### [Excerpted data]

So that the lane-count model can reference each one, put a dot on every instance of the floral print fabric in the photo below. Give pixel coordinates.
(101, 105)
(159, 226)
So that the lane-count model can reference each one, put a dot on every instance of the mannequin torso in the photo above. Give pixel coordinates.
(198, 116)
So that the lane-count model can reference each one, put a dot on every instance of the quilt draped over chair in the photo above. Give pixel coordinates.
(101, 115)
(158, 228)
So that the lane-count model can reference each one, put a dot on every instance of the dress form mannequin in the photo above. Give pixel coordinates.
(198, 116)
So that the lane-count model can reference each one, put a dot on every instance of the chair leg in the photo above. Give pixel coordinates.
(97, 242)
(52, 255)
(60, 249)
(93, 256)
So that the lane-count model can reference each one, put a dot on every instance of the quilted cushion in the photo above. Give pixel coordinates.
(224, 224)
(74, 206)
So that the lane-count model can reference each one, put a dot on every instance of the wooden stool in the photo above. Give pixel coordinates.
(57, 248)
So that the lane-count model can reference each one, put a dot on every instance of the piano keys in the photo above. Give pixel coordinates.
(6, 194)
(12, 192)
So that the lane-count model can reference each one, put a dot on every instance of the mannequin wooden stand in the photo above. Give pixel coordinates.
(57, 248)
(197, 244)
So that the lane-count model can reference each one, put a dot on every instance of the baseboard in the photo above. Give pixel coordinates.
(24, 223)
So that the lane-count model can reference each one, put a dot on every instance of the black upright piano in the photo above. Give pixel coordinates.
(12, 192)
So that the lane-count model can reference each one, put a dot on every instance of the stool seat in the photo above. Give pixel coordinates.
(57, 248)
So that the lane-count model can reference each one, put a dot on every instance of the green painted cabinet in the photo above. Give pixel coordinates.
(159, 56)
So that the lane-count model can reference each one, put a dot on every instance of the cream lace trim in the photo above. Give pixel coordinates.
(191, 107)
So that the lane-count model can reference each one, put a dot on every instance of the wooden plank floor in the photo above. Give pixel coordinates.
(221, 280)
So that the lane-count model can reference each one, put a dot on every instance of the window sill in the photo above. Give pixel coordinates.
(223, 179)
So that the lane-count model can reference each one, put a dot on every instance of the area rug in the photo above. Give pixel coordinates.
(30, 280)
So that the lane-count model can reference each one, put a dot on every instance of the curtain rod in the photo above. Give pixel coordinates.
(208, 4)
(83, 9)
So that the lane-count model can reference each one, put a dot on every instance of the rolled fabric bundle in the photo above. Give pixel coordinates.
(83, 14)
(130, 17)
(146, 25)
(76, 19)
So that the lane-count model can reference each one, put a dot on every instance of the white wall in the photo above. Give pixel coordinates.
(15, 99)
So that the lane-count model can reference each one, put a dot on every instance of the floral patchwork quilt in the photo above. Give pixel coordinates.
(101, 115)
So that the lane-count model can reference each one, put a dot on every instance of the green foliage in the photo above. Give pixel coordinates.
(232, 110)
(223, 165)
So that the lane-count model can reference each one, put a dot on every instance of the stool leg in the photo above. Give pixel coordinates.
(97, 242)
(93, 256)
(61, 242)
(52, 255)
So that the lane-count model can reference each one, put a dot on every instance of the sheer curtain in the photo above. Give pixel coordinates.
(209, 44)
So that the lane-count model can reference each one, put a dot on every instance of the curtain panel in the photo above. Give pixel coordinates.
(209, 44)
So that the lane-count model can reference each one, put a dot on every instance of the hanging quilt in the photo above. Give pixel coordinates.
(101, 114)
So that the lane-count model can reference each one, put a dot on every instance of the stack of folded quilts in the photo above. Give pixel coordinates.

### [Aim of the exercise]
Set down, unchanged, the line that contains "curtain in the photo above. Give pixel coordinates." together with every later line in the records, through the last one.

### [Written answer]
So that the lane-count model can reference each one, put a dot on every instance of the sheer curtain in the photo above. Give pixel coordinates.
(209, 44)
So that the lane-count model can reference each one, put a dot on every instance of the curtain panel in the photo above. Give pixel coordinates.
(209, 44)
So that the lane-count model can reference each one, put a dot on every instance of the hanging quilt in the photo above. Give pixel coordinates.
(101, 114)
So that the lane-count model can reference each one, put a dot on every instance of the stack of folded quilts in the photo above. Give pixel coordinates.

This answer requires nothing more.